▶ _STATED GOAL A_
Turn the records into a numbered list, starting with their first line and going on through the line that contains "[[37,98],[10,115],[51,108]]", skipping blank lines and leaving the picture out.

===== SUPPLIED TEXT

0%

Consensus From One-phase To Two-phase, A Routine Of Tendermint

As a sequel of the last blog, this blog picks the routine of Tendermint to derive a two-phase BFT consensus. Particularly, we will analyze:

  1. What is the function of the lock notion?
  2. Why are two phases necessary, from the perspective of Tendermint?
  3. Why is Tendermint a right consensus, which can achieves both safety and liveness?
  4. Why is Tendermint not responsive?

Common contents with the last blog (including "basic concepts" and "one-phase protocol") are omitted here.

In the next blog, we will try to compare and unify PBFT and Tendermint.

I. One-phase + view-switch protocol

To extricate the system from halting, a view-switch (i.e., round-change in Tendermint) mechanism is necessary. The view-switch mechanism in Tendermint is also passive.

As discussed in the last blog, when the view is switched, each replica must make a judgement if an index \(i\) has been committed in the old view.

Review that:

there are mainly two ways to design the judgement rules: (1) based on the collection of other replicas' opinions; (2) based on its local status. PBFT-like routine picks the first one, while Tendermint-like routine picks the second.

The first judgement rule has been discussed in the last blog. Let us analyze talk about the second judgement rule here.

A. Judgement rule 2: based on its local status

DLS protocol also takes this rule, which is quite simple: each replica judges whether to vote for a new request only based on its voting status. If a replica has voted for a request \(r\) at \(i\), it will never vote for any contradictory request \(r'\) at \(i\) later.

This simple rule can guarantee safety, but it cannot ensure liveness. Take an example to illustrate the liveness problem as follows:

  • In view \(v\), the leader has broadcast \(r\) at \(i\) and \(f\) correct replicas have voted for \(r\).
  • View is switched to \(v+1\).
  • The new correct leader in view \(v+1\) broadcasts \(r'\) (\(r' \neq r\)) at \(i\) and other \(f+1\) correct replicas (not the \(f\) correct replicas above) vote for \(r'\).
  • From now on, if all the byzantine replicas keep silent, the protocol will halt, thus compromising liveness.

II. Two-phase + view-switch protocol

From Section I., we know one-phase + view-switch is not enough for a correct BFT consensus. Tendermint augments it with an additional phase, whose specification can be succinctly described as follows. Note that to faciliate the promising comparison between PBFT and Tendermint, the blockchain-related terminologies of Tendermint are removed here.

==========
===== RECORDS SUPPLIED

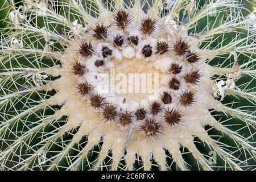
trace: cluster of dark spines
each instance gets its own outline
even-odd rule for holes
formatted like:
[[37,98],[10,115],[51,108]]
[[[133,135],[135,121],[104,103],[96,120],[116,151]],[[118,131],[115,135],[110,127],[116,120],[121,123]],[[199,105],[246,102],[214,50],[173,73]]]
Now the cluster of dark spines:
[[188,51],[188,53],[186,55],[186,60],[191,64],[198,62],[200,59],[200,56],[197,52],[191,52],[191,51]]
[[169,104],[172,103],[172,97],[169,92],[164,92],[161,95],[161,100],[164,104]]
[[[114,15],[115,24],[121,29],[125,29],[131,23],[132,17],[129,12],[125,10],[118,10]],[[140,30],[145,35],[150,35],[153,33],[156,28],[156,20],[152,18],[147,18],[142,19]],[[108,35],[108,27],[103,24],[97,24],[93,29],[93,36],[97,39],[105,39]],[[139,37],[138,36],[128,36],[126,39],[134,46],[138,46]],[[122,35],[117,35],[114,37],[113,44],[117,47],[121,47],[124,43]],[[177,40],[173,45],[174,50],[179,56],[185,56],[186,60],[189,63],[199,61],[200,59],[198,53],[191,52],[189,48],[188,43],[182,39]],[[155,46],[155,54],[164,54],[168,51],[170,46],[167,42],[158,41]],[[112,50],[108,46],[102,46],[102,55],[106,57],[112,55]],[[145,45],[142,48],[142,53],[145,57],[151,56],[153,53],[152,47],[151,45]],[[90,42],[82,41],[80,45],[79,52],[82,57],[88,57],[92,55],[93,48]],[[105,64],[104,60],[96,60],[95,66],[100,67]],[[73,65],[73,73],[78,76],[84,74],[85,68],[79,63]],[[183,69],[183,66],[176,63],[172,63],[169,68],[169,72],[172,74],[180,73]],[[183,78],[187,82],[193,84],[197,84],[201,76],[199,70],[195,69],[187,72],[183,76]],[[180,82],[176,77],[172,77],[168,81],[168,87],[171,89],[177,90],[180,86]],[[133,112],[118,111],[117,106],[114,104],[105,102],[105,98],[98,94],[91,93],[92,85],[87,82],[79,83],[77,85],[79,92],[81,96],[89,95],[90,106],[94,109],[101,110],[101,114],[106,121],[117,121],[121,126],[129,126],[133,122],[133,118],[137,121],[143,121],[140,129],[143,131],[144,135],[148,138],[155,138],[161,133],[162,125],[157,122],[155,117],[159,113],[163,114],[163,121],[168,126],[172,126],[179,124],[181,120],[181,114],[179,110],[163,110],[162,104],[169,104],[172,101],[172,97],[168,92],[164,92],[161,95],[161,102],[154,101],[149,105],[150,114],[153,116],[151,118],[146,118],[147,110],[144,107],[139,107]],[[195,102],[195,92],[187,90],[180,94],[179,102],[184,106],[191,106]]]
[[164,121],[168,126],[172,126],[179,124],[181,121],[181,114],[179,110],[172,109],[164,112]]
[[140,129],[147,138],[156,138],[161,133],[162,125],[157,122],[155,118],[146,119],[146,121],[141,125]]
[[79,62],[76,62],[72,65],[72,72],[75,75],[80,77],[86,71],[85,66]]
[[199,72],[199,70],[196,69],[185,73],[183,76],[183,78],[187,83],[197,84],[199,82],[201,76],[202,74]]
[[138,46],[139,43],[139,37],[138,36],[130,36],[128,37],[128,40],[131,43],[131,44]]
[[125,112],[121,112],[119,115],[119,123],[122,126],[128,126],[133,122],[131,113],[126,111]]
[[146,114],[147,114],[147,111],[144,107],[138,108],[134,112],[134,115],[137,120],[144,119],[146,117]]
[[189,51],[189,46],[188,43],[182,39],[176,41],[174,44],[174,49],[176,55],[183,56]]
[[108,46],[102,46],[101,51],[102,52],[103,57],[106,57],[112,55],[112,50],[110,49]]
[[98,40],[105,39],[108,35],[108,27],[103,23],[96,24],[95,27],[92,30],[93,37]]
[[175,77],[172,77],[168,82],[169,88],[177,90],[180,88],[180,82]]
[[78,93],[82,97],[84,97],[89,94],[92,90],[93,88],[93,85],[87,81],[79,82],[77,85]]
[[141,51],[141,53],[145,56],[145,57],[150,57],[152,53],[151,46],[148,44],[144,46]]
[[152,18],[145,18],[141,20],[140,30],[146,35],[151,35],[156,28],[156,20]]
[[163,107],[160,103],[156,101],[152,102],[150,105],[150,112],[154,115],[160,113]]
[[169,44],[166,40],[158,41],[155,46],[156,54],[163,55],[168,52]]
[[184,106],[190,106],[195,102],[195,92],[185,90],[180,94],[180,103]]
[[105,61],[103,60],[96,60],[94,63],[94,65],[96,67],[98,68],[100,67],[102,67],[105,64]]
[[122,30],[126,28],[133,20],[130,13],[124,9],[117,10],[113,18],[115,25]]
[[106,121],[115,121],[118,117],[117,107],[112,104],[106,104],[103,107],[101,114]]
[[90,95],[89,99],[90,101],[90,106],[94,109],[102,108],[104,105],[105,104],[105,98],[98,94]]
[[182,68],[183,68],[182,65],[179,65],[177,63],[171,63],[170,65],[168,71],[169,72],[176,75],[180,73],[182,71]]
[[117,35],[113,40],[113,44],[117,47],[121,47],[123,44],[123,36]]
[[88,42],[85,40],[82,40],[77,51],[79,55],[83,57],[92,56],[93,51],[92,43],[90,42]]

==========

▶ _STATED GOAL B_
Set down the passage of the Tendermint text starting with "2. Why are two" and going on through "the old view.", word for word.

▶ _WRITTEN RESPONSE A_
1. trace: cluster of dark spines
2. each instance gets its own outline
3. even-odd rule for holes
4. formatted like:
5. [[37,98],[10,115],[51,108]]

▶ _WRITTEN RESPONSE B_
2. Why are two phases necessary, from the perspective of Tendermint?
  3. Why is Tendermint a right consensus, which can achieves both safety and liveness?
  4. Why is Tendermint not responsive?

Common contents with the last blog (including "basic concepts" and "one-phase protocol") are omitted here.

In the next blog, we will try to compare and unify PBFT and Tendermint.

I. One-phase + view-switch protocol

To extricate the system from halting, a view-switch (i.e., round-change in Tendermint) mechanism is necessary. The view-switch mechanism in Tendermint is also passive.

As discussed in the last blog, when the view is switched, each replica must make a judgement if an index \(i\) has been committed in the old view.